(Records provided Opens)

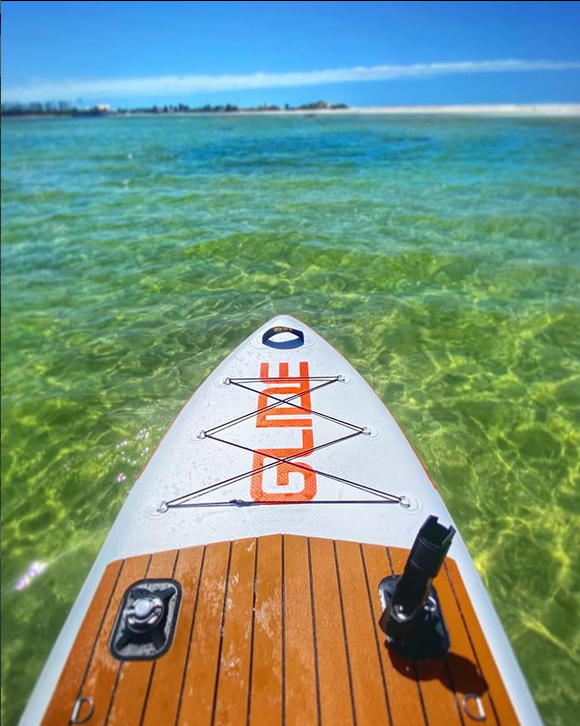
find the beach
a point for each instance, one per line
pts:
(435, 247)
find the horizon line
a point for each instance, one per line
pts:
(149, 86)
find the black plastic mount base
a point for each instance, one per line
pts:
(421, 637)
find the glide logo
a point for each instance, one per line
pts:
(290, 481)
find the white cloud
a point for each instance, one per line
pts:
(164, 86)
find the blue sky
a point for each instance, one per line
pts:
(359, 53)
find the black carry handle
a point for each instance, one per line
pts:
(268, 338)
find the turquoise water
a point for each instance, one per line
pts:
(440, 255)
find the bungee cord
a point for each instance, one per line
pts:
(188, 500)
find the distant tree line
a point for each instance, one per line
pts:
(53, 108)
(65, 108)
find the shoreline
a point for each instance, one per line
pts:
(542, 110)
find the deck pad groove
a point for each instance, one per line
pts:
(279, 630)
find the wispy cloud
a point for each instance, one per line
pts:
(179, 86)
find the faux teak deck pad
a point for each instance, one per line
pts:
(278, 629)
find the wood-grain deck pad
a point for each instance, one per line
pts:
(281, 630)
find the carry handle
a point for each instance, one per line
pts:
(296, 342)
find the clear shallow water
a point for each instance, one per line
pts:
(440, 255)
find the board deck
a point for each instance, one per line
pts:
(279, 629)
(280, 496)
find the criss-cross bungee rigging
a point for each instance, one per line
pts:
(189, 500)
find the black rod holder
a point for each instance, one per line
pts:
(412, 618)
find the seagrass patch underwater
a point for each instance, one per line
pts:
(440, 255)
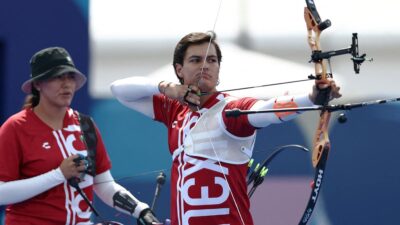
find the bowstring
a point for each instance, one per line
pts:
(200, 114)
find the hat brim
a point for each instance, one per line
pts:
(80, 79)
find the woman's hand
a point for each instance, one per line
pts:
(185, 94)
(323, 88)
(70, 168)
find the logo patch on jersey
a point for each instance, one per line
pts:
(46, 145)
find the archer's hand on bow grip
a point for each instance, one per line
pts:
(147, 217)
(324, 91)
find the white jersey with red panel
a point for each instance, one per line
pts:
(33, 148)
(200, 194)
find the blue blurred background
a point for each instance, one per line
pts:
(362, 181)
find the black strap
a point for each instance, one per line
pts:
(90, 139)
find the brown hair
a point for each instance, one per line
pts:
(195, 38)
(32, 100)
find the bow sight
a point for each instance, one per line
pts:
(357, 59)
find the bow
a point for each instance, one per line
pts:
(321, 143)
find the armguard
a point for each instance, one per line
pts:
(124, 201)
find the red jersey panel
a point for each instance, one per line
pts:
(200, 194)
(28, 148)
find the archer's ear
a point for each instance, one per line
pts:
(36, 85)
(178, 69)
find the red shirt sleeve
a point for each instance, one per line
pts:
(239, 126)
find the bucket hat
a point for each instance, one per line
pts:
(52, 62)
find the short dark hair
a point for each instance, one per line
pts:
(194, 38)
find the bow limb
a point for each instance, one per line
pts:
(314, 28)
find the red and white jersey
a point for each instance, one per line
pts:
(29, 148)
(200, 194)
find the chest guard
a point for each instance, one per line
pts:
(210, 139)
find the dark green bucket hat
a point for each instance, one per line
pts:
(52, 62)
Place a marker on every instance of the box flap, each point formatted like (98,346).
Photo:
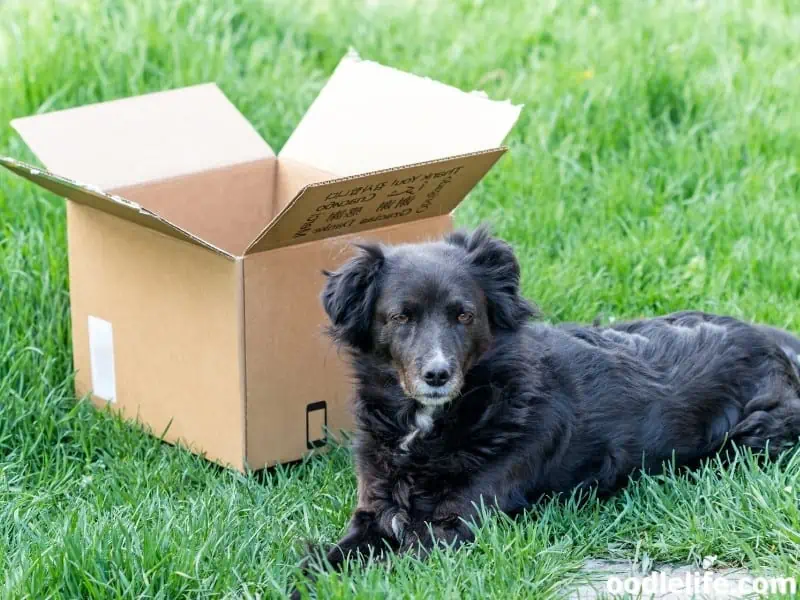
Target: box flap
(379,199)
(109,203)
(144,138)
(369,117)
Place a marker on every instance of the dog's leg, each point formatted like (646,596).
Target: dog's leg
(772,420)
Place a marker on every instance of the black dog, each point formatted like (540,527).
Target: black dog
(461,401)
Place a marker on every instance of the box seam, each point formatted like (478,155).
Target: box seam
(241,324)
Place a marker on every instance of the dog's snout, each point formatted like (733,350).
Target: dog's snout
(437,376)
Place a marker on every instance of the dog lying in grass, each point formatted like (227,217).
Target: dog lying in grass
(462,400)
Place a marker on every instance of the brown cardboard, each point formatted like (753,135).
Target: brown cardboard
(195,253)
(392,196)
(283,363)
(174,310)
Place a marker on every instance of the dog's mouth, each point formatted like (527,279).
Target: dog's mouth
(435,396)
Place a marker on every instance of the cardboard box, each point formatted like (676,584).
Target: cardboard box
(195,252)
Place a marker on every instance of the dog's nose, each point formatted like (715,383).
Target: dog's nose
(436,377)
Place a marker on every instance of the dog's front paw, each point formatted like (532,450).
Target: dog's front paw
(399,524)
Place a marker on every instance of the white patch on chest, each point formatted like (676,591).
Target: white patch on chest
(423,423)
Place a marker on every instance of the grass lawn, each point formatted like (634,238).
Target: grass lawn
(656,167)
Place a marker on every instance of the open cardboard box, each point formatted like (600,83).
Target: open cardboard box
(195,253)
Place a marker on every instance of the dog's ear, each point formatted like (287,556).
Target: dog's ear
(350,295)
(497,270)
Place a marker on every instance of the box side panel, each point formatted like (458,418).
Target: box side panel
(144,138)
(156,332)
(376,200)
(296,378)
(227,207)
(100,200)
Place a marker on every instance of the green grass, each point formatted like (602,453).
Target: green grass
(656,167)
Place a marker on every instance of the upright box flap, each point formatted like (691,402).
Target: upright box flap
(369,117)
(379,199)
(144,138)
(109,203)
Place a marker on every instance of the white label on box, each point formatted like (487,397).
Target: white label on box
(101,355)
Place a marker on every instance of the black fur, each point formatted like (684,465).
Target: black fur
(539,409)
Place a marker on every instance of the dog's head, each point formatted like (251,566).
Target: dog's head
(429,311)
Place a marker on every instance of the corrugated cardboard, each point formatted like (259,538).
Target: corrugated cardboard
(196,254)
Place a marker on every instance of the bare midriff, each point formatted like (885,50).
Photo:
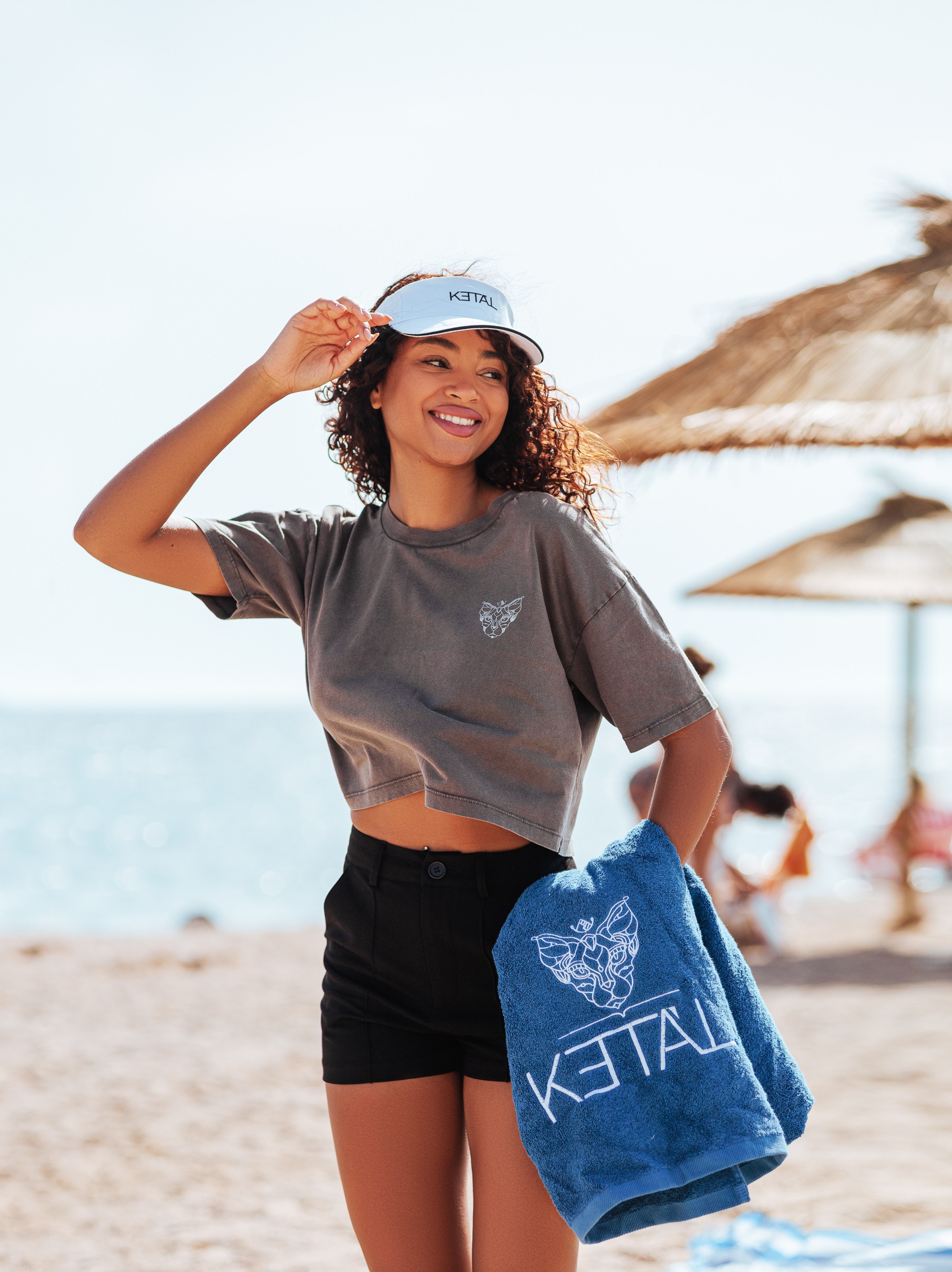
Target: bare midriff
(410,825)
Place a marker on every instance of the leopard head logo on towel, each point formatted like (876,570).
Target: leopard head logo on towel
(497,619)
(600,963)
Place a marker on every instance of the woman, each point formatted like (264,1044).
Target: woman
(464,637)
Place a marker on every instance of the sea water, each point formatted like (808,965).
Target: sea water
(134,821)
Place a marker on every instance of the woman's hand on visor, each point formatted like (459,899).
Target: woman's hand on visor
(319,345)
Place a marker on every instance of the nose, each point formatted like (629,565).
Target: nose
(464,391)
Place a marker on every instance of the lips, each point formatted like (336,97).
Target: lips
(458,421)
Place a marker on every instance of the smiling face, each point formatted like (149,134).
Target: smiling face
(445,398)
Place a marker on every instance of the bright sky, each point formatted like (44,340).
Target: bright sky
(181,177)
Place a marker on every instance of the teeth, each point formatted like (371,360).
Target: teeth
(455,419)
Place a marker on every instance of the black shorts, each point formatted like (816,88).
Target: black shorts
(410,985)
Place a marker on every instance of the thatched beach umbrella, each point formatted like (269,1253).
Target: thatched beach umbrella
(902,554)
(867,362)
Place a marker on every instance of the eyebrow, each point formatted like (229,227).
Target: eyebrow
(448,344)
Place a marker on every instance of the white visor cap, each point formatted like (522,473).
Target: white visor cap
(435,307)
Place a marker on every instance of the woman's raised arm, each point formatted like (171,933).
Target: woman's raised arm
(130,527)
(690,777)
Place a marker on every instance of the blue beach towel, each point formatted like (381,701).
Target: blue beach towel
(649,1080)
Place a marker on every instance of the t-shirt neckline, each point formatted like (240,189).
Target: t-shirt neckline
(419,538)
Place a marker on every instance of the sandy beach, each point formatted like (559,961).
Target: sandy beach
(162,1108)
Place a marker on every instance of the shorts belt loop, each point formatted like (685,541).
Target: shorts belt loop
(481,876)
(377,863)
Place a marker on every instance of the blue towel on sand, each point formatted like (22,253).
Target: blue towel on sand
(651,1083)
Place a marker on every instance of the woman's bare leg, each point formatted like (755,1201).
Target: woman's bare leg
(401,1151)
(516,1228)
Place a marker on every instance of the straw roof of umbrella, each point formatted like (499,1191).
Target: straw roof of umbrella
(867,362)
(902,554)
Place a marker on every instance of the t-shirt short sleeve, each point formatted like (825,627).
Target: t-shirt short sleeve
(264,559)
(629,667)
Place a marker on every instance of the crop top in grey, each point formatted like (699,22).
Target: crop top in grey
(473,664)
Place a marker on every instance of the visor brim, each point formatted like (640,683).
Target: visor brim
(415,330)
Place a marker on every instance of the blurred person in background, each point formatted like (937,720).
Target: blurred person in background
(747,907)
(464,638)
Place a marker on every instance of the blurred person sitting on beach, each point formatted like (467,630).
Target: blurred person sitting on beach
(464,638)
(746,906)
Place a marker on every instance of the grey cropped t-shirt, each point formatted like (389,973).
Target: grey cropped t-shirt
(473,664)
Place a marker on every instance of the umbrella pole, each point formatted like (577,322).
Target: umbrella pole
(910,911)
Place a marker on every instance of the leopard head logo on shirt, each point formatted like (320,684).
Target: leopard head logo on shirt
(497,619)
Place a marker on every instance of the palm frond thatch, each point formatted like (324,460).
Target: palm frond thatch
(867,362)
(902,554)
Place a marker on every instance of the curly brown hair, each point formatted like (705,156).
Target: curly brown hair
(540,447)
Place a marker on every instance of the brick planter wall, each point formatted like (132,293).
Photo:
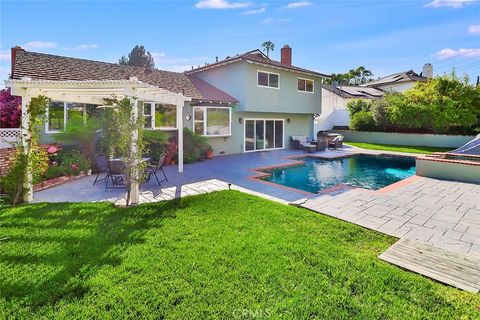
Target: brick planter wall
(56,182)
(7,155)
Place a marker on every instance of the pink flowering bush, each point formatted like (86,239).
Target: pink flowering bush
(10,110)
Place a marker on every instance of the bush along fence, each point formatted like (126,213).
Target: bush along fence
(405,139)
(443,105)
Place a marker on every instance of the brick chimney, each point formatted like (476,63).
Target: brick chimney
(13,57)
(286,55)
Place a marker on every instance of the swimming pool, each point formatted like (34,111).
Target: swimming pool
(364,171)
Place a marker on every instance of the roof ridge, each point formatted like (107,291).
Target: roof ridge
(94,61)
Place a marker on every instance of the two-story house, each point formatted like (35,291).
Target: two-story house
(244,103)
(276,100)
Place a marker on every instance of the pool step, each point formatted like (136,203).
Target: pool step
(436,263)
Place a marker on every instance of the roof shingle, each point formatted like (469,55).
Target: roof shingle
(51,67)
(256,56)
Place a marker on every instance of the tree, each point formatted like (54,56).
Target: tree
(268,46)
(357,76)
(138,57)
(444,104)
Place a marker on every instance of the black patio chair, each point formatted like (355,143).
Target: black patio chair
(153,169)
(336,143)
(116,175)
(101,164)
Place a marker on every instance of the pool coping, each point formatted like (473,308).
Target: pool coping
(259,173)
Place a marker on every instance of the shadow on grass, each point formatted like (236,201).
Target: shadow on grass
(50,251)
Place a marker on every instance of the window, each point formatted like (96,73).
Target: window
(268,79)
(305,85)
(160,115)
(59,112)
(55,117)
(212,121)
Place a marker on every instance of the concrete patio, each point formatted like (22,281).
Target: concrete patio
(234,169)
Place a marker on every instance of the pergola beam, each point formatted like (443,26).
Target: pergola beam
(96,92)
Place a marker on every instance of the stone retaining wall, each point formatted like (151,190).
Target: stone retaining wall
(406,139)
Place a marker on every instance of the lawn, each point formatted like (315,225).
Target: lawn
(390,147)
(219,255)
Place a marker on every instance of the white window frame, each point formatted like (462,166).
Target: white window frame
(264,134)
(268,72)
(47,112)
(205,119)
(152,116)
(305,91)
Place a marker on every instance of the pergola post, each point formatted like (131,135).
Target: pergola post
(180,134)
(26,136)
(134,186)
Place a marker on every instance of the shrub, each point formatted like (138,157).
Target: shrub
(80,133)
(357,105)
(445,104)
(362,121)
(10,109)
(379,113)
(195,146)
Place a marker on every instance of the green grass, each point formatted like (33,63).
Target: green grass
(211,256)
(390,147)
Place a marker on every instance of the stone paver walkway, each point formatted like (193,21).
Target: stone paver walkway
(442,213)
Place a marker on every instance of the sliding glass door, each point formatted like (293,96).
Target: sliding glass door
(263,134)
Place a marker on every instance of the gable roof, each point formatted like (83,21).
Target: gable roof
(40,66)
(399,77)
(257,57)
(354,92)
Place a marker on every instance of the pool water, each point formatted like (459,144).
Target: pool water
(364,171)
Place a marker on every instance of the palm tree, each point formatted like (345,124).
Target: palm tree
(268,46)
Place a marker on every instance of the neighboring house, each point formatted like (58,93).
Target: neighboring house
(334,100)
(334,104)
(402,81)
(244,103)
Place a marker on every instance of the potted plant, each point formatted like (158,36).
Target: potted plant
(209,152)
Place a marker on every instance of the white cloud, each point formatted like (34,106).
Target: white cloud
(298,4)
(39,45)
(451,53)
(274,20)
(158,55)
(221,4)
(4,55)
(474,29)
(254,11)
(4,74)
(83,47)
(448,3)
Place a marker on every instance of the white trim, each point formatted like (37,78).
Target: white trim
(313,85)
(205,119)
(47,112)
(264,134)
(268,72)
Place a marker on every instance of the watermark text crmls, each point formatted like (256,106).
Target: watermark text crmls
(246,313)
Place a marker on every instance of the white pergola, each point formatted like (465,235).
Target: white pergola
(95,92)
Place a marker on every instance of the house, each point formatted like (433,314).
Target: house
(244,103)
(335,99)
(276,100)
(334,104)
(399,82)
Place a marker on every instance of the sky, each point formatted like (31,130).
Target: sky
(329,36)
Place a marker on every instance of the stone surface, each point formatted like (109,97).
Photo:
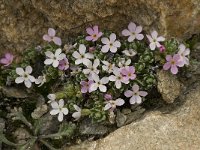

(Records provided Closes)

• [Task]: Copy every line in the entries above that has the string "carry" in it.

• [Response]:
find the black carry handle
find the carry handle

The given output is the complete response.